Reproduce all of the following data verbatim, line for line.
<<<<
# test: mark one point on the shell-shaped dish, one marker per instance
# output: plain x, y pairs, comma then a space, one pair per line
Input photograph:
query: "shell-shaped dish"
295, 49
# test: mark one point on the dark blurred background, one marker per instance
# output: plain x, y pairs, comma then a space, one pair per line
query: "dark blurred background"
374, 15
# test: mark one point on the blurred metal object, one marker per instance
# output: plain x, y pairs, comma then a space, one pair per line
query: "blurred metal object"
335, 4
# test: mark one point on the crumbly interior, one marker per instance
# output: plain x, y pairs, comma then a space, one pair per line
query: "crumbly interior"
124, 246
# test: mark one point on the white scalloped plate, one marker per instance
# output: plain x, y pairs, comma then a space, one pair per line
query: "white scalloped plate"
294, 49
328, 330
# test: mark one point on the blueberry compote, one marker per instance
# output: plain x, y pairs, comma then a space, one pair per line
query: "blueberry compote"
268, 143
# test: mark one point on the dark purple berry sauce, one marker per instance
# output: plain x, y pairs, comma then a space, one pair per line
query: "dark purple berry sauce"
>>>>
• WRITTEN ANSWER
# test: mark one point on the shell-shaped dish, one marker per instance
# output: plain x, y pairs, comma then a space, one pair per line
Input photograph:
query: "shell-shaped dish"
295, 49
# test: mark one point on the dark blurred background, one marker per instance
# output: plain x, y pairs, comma then a space, one pair per line
query: "dark blurred background"
374, 15
# test: mark one point on the blurred metal object, one marker per instance
# output: plain x, y pairs, comma then a space, one pair per line
query: "blurred metal object"
335, 4
# test: mark one point on the crumbly interior, one marker per instance
# output: plain x, y pairs, comma then a space, one pair per line
query: "crumbly interior"
124, 246
# test: mark one point on the white scalloped plate, one marker per instance
# output: plain x, y pairs, comma then a space, one pair per line
query: "white scalloped plate"
294, 49
328, 330
# test: mark one point on the blueberry compote, one marker per instance
# output: plain x, y pairs, comma then a space, one pair per line
query: "blueberry compote"
268, 143
# test: mark one point on the dark purple berry sauce, one marker per instance
# output: plain x, y pairs, comma then a space, one pair per line
query: "dark purple berry sauce"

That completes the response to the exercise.